Consigne =>
Poursuivez la méditation sur la prière de Jésus et la gloire à partir de sa dernière phrase.

Texte fourni =>
════
Enfin, la prière de Jésus, même si elle est essentiellement un dialogue d’amour entre Son Père et Lui, intime, elle n’est pas pour autant intimiste… Vous souvenez-vous de ce qu’Il dit ?
« Je ne te prie pas seulement pour ceux qui sont là mais aussi pour ceux qui, grâce à leurs paroles, croiront en moi. »
Ceux qui sont là, ce sont les apôtres, Ses amis et Ses proches, et ceux qui croiront en Lui grâce à leurs paroles, c’est chacun d’entre nous. Ainsi, Jésus prie pour tous les hommes, du premier Adam jusqu’au dernier Adam… C’est magnifique ! Il s’agit d’une prière intime qui suscite la communion avec les autres.
C’est ce que Jean-Paul II a manifesté particulièrement avec cette rencontre avec Ali Ağca.
Force du silence, force de la louange jusque dans les épreuves (même si ce n’est pas naturel), et communion et unité en Christ dans tout ce qui ne va pas. Voilà peut-être de quoi nous inspirer à travers l’évangile d’aujourd’hui qui sont des réalités spirituelles accessibles à chacun, que nous soyons frères, jeunes, mariés ou pas encore.
Autre méditation possible : dans cette prière, on peut être surpris d’entendre ces répétitions du mot gloire. Et Jésus qui a vécu si humblement - né dans une crèche, Il ne s’est pas auto-glorifié et Il est allé jusqu’à la mort, et quelle mort… - demande la gloire avec insistance dans Sa prière intime avec Son Père.
Vous le savez, mais c’est bon de le réentendre. Je vous propose deux pistes de réflexion sur la gloire et sur l’amour véritables.
La gloire qui demeure
Pour la première, il est intéressant de savoir qu’en Hébreu, le mot « gloire » et le même utilisé pour dire « ce qui a du poids » dans le sens de la consistance, bibliquement parlant.
════
Extrait de données =>
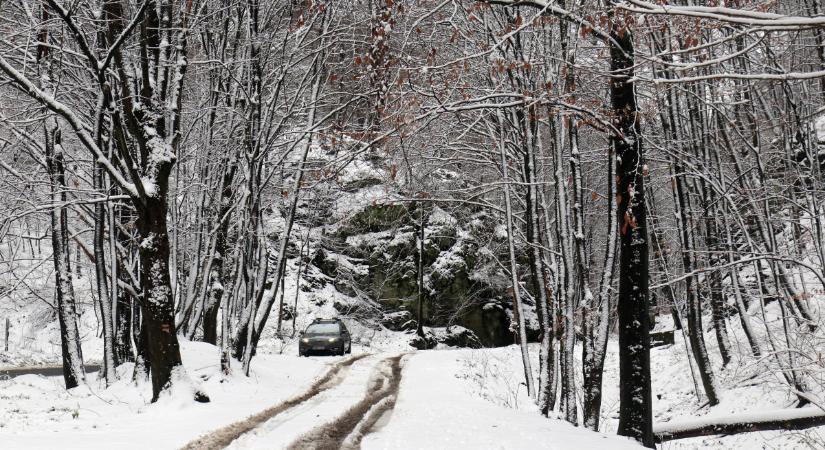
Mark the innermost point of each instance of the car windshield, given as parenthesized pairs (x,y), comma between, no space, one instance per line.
════
Résultat =>
Donc, comprenons que la Bible envisage la gloire à l’inverse de l’esprit du monde. Dans le monde, la gloire ce sont les paillettes, comme sur la Croisette. C’est bien, quel bonheur pour ces dames et ces messieurs, ce n’est pas forcément mauvais. Les succès en sont aussi un exemple, comme on le voit avec le Paris-Saint-Germain : les supporters ressentent cette gloire quand ils sont champions. C’est bien, mais c’est une gloire éphémère, c’est une gloire limitée : en effet, il faudra regagner la coupe, il faudra repasser à la Croisette…
Dans la Bible, à l’inverse, la gloire ce sont ces belles choses qui demeurent, qui résistent à toutes les tempêtes de la vie. Pour les jeunes couples qui se préparent au mariage, il est important de réfléchir à ce qu’ils peuvent mettre en place pour pouvoir traverser les différentes tempêtes qui vont de présenter au moins une fois dans votre vie.
A ce sujet, vous avez cette magnifique parole de Paul, cette superbe conclusion de son hymne à l’amour que je vous invite à relire, vous les jeunes qui vous préparez au mariage, dans le chapitre 13 de la première lettre qu’il adresse aux Corinthiens.
C’est cet amour-là qui ne passera jamais, c’est cette gloire-là qu’il faudra quand même expérimenter un jour dans votre vie et pour l’éternité.
Et Sainte Thérèse d’Avila l’expérimente et nous transmet :
« Solo Dios basta ! »
Ainsi, en attendant la venue du Saint Esprit, nous, moi le premier, pouvons nous poser la question : « quelles sont les réalités auxquelles je tiens par dessus tout dans ma vie ». Ce sont des sujets sur lesquels Jésus pourrait nous montrer la fragilité de nos raisonnements, nous suggérer de ne pas trop nous attacher à des choses qui manquent de solidité afin de ne pas tomber de trop haut, pris dans des gloires éphémères.
Ce n’est pas pour nous faire souffrir, mais pour se recentrer sur l’essentiel. La vraie gloire, nous le savons, nous ne la recevons que de Dieu seul. Hier soir, j’étais content de pouvoir confesser des jeunes tardivement et d’assister à ces temps de gloire et de communion avec Dieu, pendant que d’autres fêtaient la victoire dans le stade. Pourquoi pas, ce n’est pas opposé, mais il y a gloire et gloire.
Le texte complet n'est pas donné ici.